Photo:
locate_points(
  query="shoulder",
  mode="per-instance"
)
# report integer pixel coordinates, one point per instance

==

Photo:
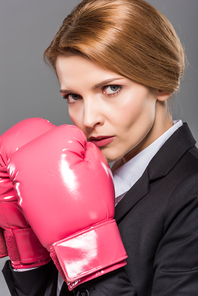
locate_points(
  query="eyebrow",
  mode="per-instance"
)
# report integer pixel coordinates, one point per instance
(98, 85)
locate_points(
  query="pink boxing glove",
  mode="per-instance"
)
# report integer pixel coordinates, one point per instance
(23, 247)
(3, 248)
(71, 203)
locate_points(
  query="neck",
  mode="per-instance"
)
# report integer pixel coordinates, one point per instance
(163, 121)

---

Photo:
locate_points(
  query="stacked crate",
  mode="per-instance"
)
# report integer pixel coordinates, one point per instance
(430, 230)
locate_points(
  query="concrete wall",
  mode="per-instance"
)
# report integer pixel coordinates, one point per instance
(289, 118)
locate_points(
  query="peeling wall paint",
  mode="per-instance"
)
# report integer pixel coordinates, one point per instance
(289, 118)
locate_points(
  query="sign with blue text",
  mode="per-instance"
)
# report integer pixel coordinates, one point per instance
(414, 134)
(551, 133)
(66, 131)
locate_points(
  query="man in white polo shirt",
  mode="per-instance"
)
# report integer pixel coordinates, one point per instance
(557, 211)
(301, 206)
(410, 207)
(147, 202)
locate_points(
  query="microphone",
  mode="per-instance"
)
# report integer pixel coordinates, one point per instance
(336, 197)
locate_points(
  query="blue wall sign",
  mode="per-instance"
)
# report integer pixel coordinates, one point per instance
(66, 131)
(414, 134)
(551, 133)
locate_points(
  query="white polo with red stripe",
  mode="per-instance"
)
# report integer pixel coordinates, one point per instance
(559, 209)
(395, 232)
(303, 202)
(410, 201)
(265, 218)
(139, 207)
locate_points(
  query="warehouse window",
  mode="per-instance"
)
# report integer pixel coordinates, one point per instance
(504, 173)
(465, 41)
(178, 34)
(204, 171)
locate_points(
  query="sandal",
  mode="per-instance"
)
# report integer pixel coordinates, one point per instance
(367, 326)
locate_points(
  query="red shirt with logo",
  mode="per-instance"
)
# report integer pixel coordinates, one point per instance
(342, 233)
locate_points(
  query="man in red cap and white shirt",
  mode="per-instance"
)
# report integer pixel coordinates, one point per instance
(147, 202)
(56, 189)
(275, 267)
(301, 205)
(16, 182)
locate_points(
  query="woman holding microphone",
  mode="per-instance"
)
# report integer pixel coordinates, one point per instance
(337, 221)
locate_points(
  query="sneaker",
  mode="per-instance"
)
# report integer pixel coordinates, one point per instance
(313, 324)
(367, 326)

EXERCISE BRIEF
Find each line in the records that contains the word "blue" and copy those lines.

ANSWER TO THIS EXERCISE
  query="sign with blue text",
  query="blue wall sign",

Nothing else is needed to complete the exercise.